EXERCISE DESCRIPTION »
Could you convert the material below into a two-column CSV with the headers "request" and "mask", one row per request, each field quoted and with line breaks turned into spaces? Leave the pictures out.

Shape annotation entries
....

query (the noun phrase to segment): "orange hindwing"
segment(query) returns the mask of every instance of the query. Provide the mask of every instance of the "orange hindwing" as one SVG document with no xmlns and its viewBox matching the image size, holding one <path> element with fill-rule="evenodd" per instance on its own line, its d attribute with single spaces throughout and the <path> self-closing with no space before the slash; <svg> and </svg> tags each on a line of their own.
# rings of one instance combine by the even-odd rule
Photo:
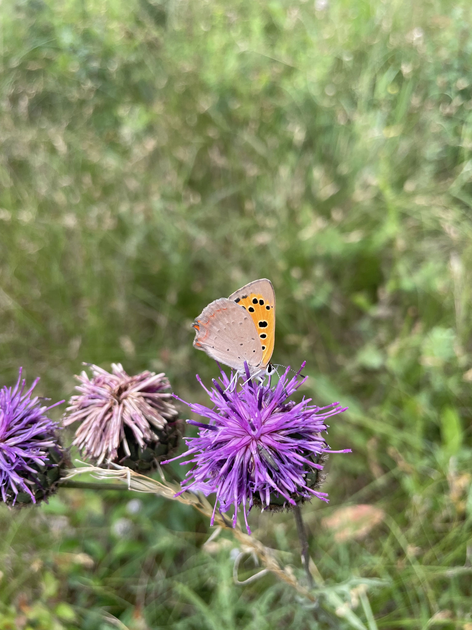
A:
<svg viewBox="0 0 472 630">
<path fill-rule="evenodd" d="M 234 301 L 246 309 L 254 323 L 262 350 L 261 367 L 266 367 L 274 352 L 275 304 L 271 297 L 259 293 L 250 293 Z"/>
</svg>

....

REPLY »
request,mask
"query (the noun phrase to segment): ""orange hindwing"" segment(query) returns the mask of every instance of the query. Provide the mask of every instance of the ""orange hindwing"" as one SVG document with no xmlns and its viewBox matching the image size, holding one <path> element with fill-rule=""evenodd"" per instance on its own line, its d attribute with single spaces throughout and the <path> self-closing with no space before the slash; <svg> and </svg> tags each on a line of their own. # rings of one instance combine by the even-odd rule Photo: A:","<svg viewBox=""0 0 472 630""> <path fill-rule=""evenodd"" d=""M 234 301 L 246 309 L 254 323 L 262 350 L 261 367 L 266 367 L 274 352 L 275 304 L 271 297 L 259 293 L 250 293 Z""/> </svg>"